In the passage on salmon farming, what color is the meat of salmon fed a nonpigmented diet?
* Begin Excerpted passage *
Sprague’s aquaculture career exemplifies the vast transformation undergone by the industry. When he entered the business in 1993, he was just the sort of independent local operator that salmon farming was supposed to benefit. But big fish eat little fish, and by 2000, Sprague had sold out to Atlantic Salmon of Maine, which subsequently got taken over by Fjord Seafood ASA, a Norwegian conglomerate that has since merged with two of its competitors. Today, one third of the aquaculture industry is controlled by two huge multinational corporations, Fjord Cermaq and Nutreco.

We rode out on the Jamie Lynn, a converted lobster boat, for a closer look at the dozen net pens clustered in Tooth­acher Bay, home to 60,000 captive salm­on. In some of the pens, schools of little salmon darted about, a few sporadically leaping clear of the water as if to show off how sleek and silvery they had become since losing the large spots that are the mark of hatchlings. In other pens, torpedo-like shadows—gigantic things—drifted through the blue-green depths.

In the back of the boat, I noticed a sack of Corey Marine Feeds Salmon Grower labeled “pigmented.” One of Sprague’s associates explained that salmon fed a nonpigmented diet have whitish-gray meat. Synthetic carotenoids must be added to the food so their flesh turns the requisite shade of orange. Wild salmon get their color from krill and other small organisms in their natural diet. I scooped out a handful of Salmon Grower. It looked and smelled like the premium kibble I feed my cats.

Once a salmon has been in Sprague’s care for a year and a half, it is a portly specimen weighing about 11 pounds. The end comes quickly and cleanly. It is scooped aboard a barge, killed, bled, iced, and trucked to a processing plant where it is gutted and entombed in a salmon-size Styrofoam cooler for shipment to a distributor. This assembly-line system can get a farmed salmon from net pen to dinner plate in 24 hours.
* End Excerpted passage *
* Begin Dataset excerpt *
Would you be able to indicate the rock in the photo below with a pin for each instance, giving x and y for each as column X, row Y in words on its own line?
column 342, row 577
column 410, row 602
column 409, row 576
* End Dataset excerpt *
## Exercise response:
Whitish-gray.